Point labels for objects:
····················
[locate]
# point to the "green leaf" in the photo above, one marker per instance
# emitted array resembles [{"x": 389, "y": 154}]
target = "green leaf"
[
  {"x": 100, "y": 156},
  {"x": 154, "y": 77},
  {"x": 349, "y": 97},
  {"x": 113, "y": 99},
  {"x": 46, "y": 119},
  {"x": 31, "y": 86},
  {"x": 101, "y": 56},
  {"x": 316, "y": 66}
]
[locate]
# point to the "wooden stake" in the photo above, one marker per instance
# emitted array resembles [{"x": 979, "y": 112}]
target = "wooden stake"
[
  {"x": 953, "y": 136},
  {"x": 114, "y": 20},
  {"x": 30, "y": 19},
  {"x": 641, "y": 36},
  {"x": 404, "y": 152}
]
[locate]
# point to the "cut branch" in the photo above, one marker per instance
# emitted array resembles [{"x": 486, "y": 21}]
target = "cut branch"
····················
Gather every line from the rows above that contains the string "wooden", copying each such line in full.

## THE RESPONSE
# point to the "wooden stake" in the photo above, one marker per instance
target = "wooden stake"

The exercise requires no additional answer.